Filter the rows below and copy every line that contains the string "white". Case counts.
[Start Records provided]
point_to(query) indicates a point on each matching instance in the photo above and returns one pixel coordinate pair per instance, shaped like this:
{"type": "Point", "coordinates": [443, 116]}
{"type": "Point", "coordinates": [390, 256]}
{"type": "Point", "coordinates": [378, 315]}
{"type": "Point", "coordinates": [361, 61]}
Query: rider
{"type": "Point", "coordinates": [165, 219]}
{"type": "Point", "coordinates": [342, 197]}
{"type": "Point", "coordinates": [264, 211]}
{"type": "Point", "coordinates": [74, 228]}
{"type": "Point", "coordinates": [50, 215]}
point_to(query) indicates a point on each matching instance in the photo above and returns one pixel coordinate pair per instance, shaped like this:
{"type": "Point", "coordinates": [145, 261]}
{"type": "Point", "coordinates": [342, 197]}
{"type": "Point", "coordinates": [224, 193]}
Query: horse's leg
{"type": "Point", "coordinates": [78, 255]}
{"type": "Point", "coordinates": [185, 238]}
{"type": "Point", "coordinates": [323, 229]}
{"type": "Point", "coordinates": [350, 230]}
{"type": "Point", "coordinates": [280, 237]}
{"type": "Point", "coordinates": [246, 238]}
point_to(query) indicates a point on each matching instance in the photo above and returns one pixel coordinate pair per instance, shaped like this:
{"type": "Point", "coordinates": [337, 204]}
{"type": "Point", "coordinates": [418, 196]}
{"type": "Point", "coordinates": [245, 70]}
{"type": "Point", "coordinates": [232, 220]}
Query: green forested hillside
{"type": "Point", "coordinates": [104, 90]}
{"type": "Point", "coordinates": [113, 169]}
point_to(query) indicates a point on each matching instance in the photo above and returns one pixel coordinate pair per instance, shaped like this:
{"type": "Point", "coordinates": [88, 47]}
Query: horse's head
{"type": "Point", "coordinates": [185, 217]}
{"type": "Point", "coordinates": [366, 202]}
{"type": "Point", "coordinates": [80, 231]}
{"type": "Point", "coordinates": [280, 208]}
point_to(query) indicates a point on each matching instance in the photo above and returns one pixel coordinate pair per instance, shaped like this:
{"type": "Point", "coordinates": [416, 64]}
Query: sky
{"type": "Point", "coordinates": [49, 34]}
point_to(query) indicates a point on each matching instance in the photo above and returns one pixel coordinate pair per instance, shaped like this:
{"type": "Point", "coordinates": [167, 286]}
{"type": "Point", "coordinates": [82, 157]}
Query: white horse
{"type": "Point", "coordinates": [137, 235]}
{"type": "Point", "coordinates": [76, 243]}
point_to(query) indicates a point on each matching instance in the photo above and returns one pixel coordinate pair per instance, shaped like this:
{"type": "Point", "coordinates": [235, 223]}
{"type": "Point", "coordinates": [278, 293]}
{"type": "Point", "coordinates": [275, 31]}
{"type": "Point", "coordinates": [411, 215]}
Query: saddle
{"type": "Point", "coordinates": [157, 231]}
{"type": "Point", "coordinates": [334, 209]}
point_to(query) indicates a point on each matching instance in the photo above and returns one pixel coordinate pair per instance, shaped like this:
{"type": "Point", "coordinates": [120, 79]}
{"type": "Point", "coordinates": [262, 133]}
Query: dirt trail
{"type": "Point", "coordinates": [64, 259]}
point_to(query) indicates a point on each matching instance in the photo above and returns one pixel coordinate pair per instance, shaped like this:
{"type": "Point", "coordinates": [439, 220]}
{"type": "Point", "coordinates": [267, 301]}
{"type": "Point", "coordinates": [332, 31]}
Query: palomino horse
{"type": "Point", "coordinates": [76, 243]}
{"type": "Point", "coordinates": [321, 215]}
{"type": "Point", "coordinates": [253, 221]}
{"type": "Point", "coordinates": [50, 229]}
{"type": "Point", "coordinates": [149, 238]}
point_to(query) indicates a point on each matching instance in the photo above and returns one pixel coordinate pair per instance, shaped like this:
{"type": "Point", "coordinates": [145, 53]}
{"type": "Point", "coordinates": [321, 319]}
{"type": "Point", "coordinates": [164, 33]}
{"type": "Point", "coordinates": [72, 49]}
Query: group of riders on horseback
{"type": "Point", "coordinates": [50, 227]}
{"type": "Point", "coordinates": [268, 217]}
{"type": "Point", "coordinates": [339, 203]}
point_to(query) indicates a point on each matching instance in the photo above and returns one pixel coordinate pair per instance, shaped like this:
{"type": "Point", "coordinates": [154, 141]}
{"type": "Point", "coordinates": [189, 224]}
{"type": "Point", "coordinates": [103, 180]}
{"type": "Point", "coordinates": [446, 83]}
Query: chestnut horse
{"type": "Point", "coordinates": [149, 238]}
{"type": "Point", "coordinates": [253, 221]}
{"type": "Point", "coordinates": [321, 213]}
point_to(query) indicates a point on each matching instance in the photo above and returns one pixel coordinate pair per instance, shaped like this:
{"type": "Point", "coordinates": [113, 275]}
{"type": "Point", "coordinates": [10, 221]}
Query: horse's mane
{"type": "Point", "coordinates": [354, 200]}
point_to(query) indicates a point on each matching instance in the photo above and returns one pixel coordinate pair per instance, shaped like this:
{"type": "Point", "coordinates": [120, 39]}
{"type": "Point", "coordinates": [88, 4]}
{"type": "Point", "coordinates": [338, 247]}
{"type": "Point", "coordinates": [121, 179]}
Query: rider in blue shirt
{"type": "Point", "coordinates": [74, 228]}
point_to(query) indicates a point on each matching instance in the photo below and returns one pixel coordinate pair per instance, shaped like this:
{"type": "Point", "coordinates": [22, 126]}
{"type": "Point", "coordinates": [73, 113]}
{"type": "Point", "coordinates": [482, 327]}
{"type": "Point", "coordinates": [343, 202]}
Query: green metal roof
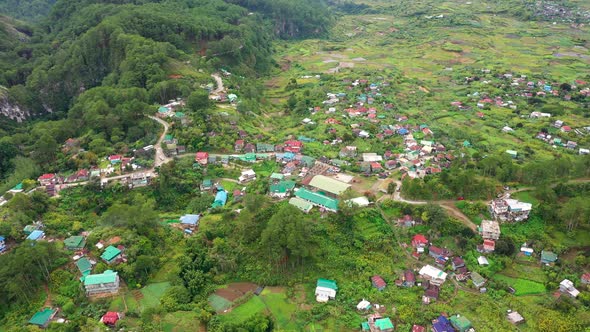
{"type": "Point", "coordinates": [42, 317]}
{"type": "Point", "coordinates": [84, 266]}
{"type": "Point", "coordinates": [301, 204]}
{"type": "Point", "coordinates": [277, 176]}
{"type": "Point", "coordinates": [327, 283]}
{"type": "Point", "coordinates": [460, 322]}
{"type": "Point", "coordinates": [548, 256]}
{"type": "Point", "coordinates": [327, 184]}
{"type": "Point", "coordinates": [318, 199]}
{"type": "Point", "coordinates": [383, 323]}
{"type": "Point", "coordinates": [74, 242]}
{"type": "Point", "coordinates": [110, 253]}
{"type": "Point", "coordinates": [477, 278]}
{"type": "Point", "coordinates": [282, 187]}
{"type": "Point", "coordinates": [106, 277]}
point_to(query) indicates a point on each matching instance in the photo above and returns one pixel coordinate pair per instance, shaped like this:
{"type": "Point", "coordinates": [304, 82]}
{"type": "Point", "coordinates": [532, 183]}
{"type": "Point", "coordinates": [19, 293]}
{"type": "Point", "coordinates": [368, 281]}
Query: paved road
{"type": "Point", "coordinates": [160, 157]}
{"type": "Point", "coordinates": [448, 205]}
{"type": "Point", "coordinates": [219, 82]}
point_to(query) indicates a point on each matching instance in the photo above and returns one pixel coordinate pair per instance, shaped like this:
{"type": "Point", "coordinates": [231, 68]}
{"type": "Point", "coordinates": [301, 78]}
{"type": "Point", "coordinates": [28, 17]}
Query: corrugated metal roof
{"type": "Point", "coordinates": [106, 277]}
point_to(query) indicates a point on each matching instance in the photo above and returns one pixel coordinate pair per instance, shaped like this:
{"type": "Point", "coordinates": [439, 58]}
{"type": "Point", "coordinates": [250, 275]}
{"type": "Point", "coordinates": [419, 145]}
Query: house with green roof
{"type": "Point", "coordinates": [460, 323]}
{"type": "Point", "coordinates": [325, 290]}
{"type": "Point", "coordinates": [301, 204]}
{"type": "Point", "coordinates": [264, 147]}
{"type": "Point", "coordinates": [383, 325]}
{"type": "Point", "coordinates": [76, 242]}
{"type": "Point", "coordinates": [318, 199]}
{"type": "Point", "coordinates": [277, 176]}
{"type": "Point", "coordinates": [100, 284]}
{"type": "Point", "coordinates": [110, 254]}
{"type": "Point", "coordinates": [43, 318]}
{"type": "Point", "coordinates": [84, 266]}
{"type": "Point", "coordinates": [328, 185]}
{"type": "Point", "coordinates": [281, 189]}
{"type": "Point", "coordinates": [548, 257]}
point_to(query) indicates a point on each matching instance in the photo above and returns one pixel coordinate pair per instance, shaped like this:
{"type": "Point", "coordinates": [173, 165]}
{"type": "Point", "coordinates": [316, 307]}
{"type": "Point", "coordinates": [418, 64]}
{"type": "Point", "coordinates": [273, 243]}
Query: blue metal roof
{"type": "Point", "coordinates": [190, 219]}
{"type": "Point", "coordinates": [35, 235]}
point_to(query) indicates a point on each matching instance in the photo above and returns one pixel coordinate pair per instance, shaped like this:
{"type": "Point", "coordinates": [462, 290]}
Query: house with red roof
{"type": "Point", "coordinates": [239, 145]}
{"type": "Point", "coordinates": [419, 242]}
{"type": "Point", "coordinates": [293, 146]}
{"type": "Point", "coordinates": [115, 158]}
{"type": "Point", "coordinates": [378, 282]}
{"type": "Point", "coordinates": [110, 318]}
{"type": "Point", "coordinates": [47, 179]}
{"type": "Point", "coordinates": [202, 157]}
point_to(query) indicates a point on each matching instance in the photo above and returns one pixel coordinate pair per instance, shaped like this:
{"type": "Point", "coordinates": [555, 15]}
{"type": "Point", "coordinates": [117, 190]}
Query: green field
{"type": "Point", "coordinates": [270, 301]}
{"type": "Point", "coordinates": [522, 286]}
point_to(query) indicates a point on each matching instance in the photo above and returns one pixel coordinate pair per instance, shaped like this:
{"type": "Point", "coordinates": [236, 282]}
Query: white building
{"type": "Point", "coordinates": [490, 229]}
{"type": "Point", "coordinates": [567, 287]}
{"type": "Point", "coordinates": [247, 176]}
{"type": "Point", "coordinates": [434, 275]}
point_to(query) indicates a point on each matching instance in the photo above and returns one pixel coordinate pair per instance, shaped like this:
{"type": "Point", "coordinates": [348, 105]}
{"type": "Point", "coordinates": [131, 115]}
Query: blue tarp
{"type": "Point", "coordinates": [35, 235]}
{"type": "Point", "coordinates": [190, 219]}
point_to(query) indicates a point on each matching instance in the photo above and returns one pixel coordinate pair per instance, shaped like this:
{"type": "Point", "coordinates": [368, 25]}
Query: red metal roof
{"type": "Point", "coordinates": [47, 176]}
{"type": "Point", "coordinates": [378, 281]}
{"type": "Point", "coordinates": [110, 318]}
[End Records provided]
Exercise result
Query: white horse
Query: white building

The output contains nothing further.